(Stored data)
- Opening Delimiter -
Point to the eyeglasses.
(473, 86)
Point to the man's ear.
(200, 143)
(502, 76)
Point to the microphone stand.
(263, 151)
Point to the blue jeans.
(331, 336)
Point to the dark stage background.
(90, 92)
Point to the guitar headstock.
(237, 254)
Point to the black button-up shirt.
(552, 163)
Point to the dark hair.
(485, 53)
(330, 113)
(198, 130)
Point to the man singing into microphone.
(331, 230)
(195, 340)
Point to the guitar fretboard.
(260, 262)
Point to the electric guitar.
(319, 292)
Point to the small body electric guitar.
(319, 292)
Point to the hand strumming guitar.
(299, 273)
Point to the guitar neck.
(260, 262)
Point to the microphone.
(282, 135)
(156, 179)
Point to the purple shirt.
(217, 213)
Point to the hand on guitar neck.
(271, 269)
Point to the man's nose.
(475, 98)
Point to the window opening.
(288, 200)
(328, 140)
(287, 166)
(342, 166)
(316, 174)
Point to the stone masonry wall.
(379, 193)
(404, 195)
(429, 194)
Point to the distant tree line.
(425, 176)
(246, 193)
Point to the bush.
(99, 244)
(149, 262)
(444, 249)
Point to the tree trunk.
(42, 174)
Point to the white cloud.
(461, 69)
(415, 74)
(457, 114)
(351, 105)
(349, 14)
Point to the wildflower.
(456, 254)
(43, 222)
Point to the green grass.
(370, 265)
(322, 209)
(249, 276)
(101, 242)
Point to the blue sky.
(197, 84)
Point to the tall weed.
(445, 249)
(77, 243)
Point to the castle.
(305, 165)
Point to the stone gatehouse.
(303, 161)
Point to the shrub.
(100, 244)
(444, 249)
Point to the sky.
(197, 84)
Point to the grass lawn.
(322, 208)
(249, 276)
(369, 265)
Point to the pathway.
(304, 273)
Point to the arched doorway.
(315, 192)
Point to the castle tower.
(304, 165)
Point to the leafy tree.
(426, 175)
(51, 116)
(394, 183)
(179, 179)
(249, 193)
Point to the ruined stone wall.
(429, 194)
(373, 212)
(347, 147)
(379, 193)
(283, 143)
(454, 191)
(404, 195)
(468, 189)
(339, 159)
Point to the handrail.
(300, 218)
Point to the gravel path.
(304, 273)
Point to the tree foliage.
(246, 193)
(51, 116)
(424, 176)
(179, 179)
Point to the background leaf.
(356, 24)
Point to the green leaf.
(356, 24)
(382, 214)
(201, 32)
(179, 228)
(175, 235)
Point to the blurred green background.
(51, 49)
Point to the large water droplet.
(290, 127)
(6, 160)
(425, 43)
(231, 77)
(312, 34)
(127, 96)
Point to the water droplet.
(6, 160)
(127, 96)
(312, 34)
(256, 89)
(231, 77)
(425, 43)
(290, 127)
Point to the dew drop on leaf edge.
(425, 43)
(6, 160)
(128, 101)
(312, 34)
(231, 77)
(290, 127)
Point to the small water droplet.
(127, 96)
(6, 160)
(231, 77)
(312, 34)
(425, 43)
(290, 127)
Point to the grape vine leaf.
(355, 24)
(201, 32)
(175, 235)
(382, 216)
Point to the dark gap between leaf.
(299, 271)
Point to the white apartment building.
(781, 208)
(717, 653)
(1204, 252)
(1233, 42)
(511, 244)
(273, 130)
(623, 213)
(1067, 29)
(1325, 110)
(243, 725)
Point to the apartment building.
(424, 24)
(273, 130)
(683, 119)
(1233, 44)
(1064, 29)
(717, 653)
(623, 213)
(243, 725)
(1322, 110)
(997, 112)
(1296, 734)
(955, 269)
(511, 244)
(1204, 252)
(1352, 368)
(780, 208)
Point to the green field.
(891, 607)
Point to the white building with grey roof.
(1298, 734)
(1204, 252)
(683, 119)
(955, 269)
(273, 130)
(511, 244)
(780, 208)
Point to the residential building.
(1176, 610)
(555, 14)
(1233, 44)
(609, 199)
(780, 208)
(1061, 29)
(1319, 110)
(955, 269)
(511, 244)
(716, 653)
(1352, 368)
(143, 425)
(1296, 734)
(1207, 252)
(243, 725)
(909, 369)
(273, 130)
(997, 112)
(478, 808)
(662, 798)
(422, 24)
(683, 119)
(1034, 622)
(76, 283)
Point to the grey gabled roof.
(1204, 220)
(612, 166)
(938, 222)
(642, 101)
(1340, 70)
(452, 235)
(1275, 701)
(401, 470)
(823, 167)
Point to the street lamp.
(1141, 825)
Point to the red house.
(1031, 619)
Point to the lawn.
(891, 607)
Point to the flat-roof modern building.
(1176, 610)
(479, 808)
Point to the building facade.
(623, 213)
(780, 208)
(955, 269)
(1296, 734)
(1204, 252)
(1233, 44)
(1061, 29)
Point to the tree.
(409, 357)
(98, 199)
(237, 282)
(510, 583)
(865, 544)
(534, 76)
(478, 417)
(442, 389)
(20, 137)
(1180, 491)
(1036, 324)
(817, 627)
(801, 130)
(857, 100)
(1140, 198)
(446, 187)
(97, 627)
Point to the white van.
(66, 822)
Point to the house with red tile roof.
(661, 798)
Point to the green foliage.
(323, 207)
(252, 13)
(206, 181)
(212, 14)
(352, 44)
- Closing Delimiter -
Your instructions = Each entry above must be set down again without alteration.

Exercise output =
Point to the eyeglasses.
(473, 86)
Point to the man's ear.
(200, 143)
(502, 76)
Point to the microphone stand.
(263, 151)
Point to the blue jeans.
(331, 336)
Point to the dark stage background.
(90, 92)
Point to the guitar headstock.
(237, 254)
Point to the black button-up shirt.
(552, 163)
Point to the dark hair.
(485, 53)
(330, 113)
(198, 130)
Point to the man singing into microphone.
(331, 230)
(195, 340)
Point to the guitar fretboard.
(260, 262)
Point to the electric guitar.
(319, 292)
Point to the small body electric guitar.
(319, 292)
Point to the hand strumming guitar.
(299, 273)
Point to the guitar neck.
(260, 262)
Point to the microphone.
(282, 135)
(156, 179)
Point to the purple shirt.
(217, 213)
Point to the hand on guitar neck.
(271, 269)
Point to the man's nose.
(475, 98)
Point to the window opening.
(288, 200)
(328, 140)
(287, 166)
(342, 166)
(316, 174)
Point to the stone masonry wall.
(379, 193)
(404, 195)
(429, 194)
Point to the distant tree line.
(425, 176)
(246, 193)
Point to the bush.
(99, 244)
(149, 262)
(444, 249)
Point to the tree trunk.
(42, 174)
Point to the white cloud.
(461, 69)
(415, 74)
(457, 114)
(351, 105)
(349, 14)
Point to the wildflower.
(456, 254)
(43, 222)
Point to the green grass.
(370, 265)
(322, 209)
(249, 276)
(101, 242)
Point to the blue sky.
(197, 84)
Point to the tall weed.
(445, 249)
(77, 243)
Point to the castle.
(305, 165)
Point to the stone gatehouse.
(303, 161)
Point to the shrub.
(100, 244)
(444, 249)
Point to the sky.
(197, 84)
Point to the grass lawn.
(322, 208)
(249, 276)
(369, 265)
Point to the pathway.
(304, 273)
Point to the arched doorway.
(315, 192)
Point to the castle tower.
(304, 165)
Point to the leafy tree.
(426, 175)
(51, 116)
(394, 183)
(179, 179)
(249, 193)
Point to the ruined stone wall.
(429, 194)
(373, 212)
(347, 147)
(379, 193)
(283, 143)
(454, 191)
(404, 195)
(468, 189)
(339, 159)
Point to the handrail.
(300, 218)
Point to the gravel path.
(304, 273)
Point to the tree foliage.
(246, 193)
(51, 116)
(424, 176)
(179, 179)
Point to the background leaf.
(356, 24)
Point to the green leaf.
(356, 24)
(382, 214)
(201, 32)
(179, 228)
(175, 235)
Point to the blurred green background.
(51, 49)
Point to the large water droplet.
(290, 127)
(6, 160)
(425, 43)
(231, 77)
(312, 34)
(127, 96)
Point to the water droplet.
(6, 160)
(127, 96)
(312, 34)
(256, 89)
(231, 77)
(425, 43)
(290, 127)
Point to the dew drop on leaf edge.
(425, 43)
(6, 160)
(128, 101)
(312, 34)
(231, 77)
(290, 127)
Point to the small water droplet.
(127, 96)
(6, 160)
(231, 77)
(312, 34)
(425, 43)
(290, 127)
Point to the grape vine leaf.
(355, 24)
(201, 32)
(175, 235)
(382, 216)
Point to the dark gap between leaf.
(299, 271)
Point to the white apartment building.
(781, 208)
(717, 653)
(1204, 252)
(1233, 42)
(511, 244)
(273, 130)
(623, 213)
(1067, 29)
(1325, 110)
(243, 725)
Point to the apartment building.
(424, 24)
(273, 130)
(683, 119)
(1233, 44)
(1064, 29)
(717, 653)
(623, 213)
(243, 725)
(1322, 110)
(997, 112)
(1296, 734)
(955, 269)
(511, 244)
(1204, 252)
(1352, 368)
(780, 208)
Point to the green field.
(891, 607)
Point to the white building with grey roof.
(1298, 734)
(1204, 252)
(683, 119)
(955, 269)
(273, 130)
(511, 244)
(780, 208)
Point to the residential building.
(1176, 610)
(555, 14)
(1233, 44)
(609, 199)
(780, 208)
(1061, 29)
(1319, 110)
(955, 269)
(511, 244)
(716, 653)
(1352, 368)
(143, 425)
(1296, 734)
(1207, 252)
(243, 725)
(909, 369)
(273, 130)
(997, 112)
(478, 808)
(662, 798)
(422, 24)
(683, 119)
(1034, 622)
(76, 283)
Point to the grey gabled roof.
(1204, 220)
(612, 166)
(938, 222)
(642, 101)
(1340, 70)
(452, 235)
(1275, 701)
(401, 470)
(823, 167)
Point to the street lamp.
(1141, 825)
Point to the red house.
(1031, 619)
Point to the lawn.
(891, 607)
Point to the flat-roof modern building.
(1176, 610)
(479, 808)
Point to the building facade.
(623, 213)
(780, 208)
(955, 269)
(1296, 734)
(1204, 252)
(1233, 44)
(1061, 29)
Point to the tree.
(409, 357)
(98, 199)
(237, 282)
(510, 583)
(865, 544)
(534, 76)
(478, 417)
(442, 389)
(20, 137)
(1180, 491)
(1036, 324)
(817, 627)
(801, 130)
(857, 100)
(1140, 198)
(446, 187)
(97, 627)
Point to the white van.
(66, 822)
Point to the house with red tile roof.
(661, 798)
Point to the green foliage.
(323, 207)
(252, 13)
(206, 181)
(212, 14)
(352, 44)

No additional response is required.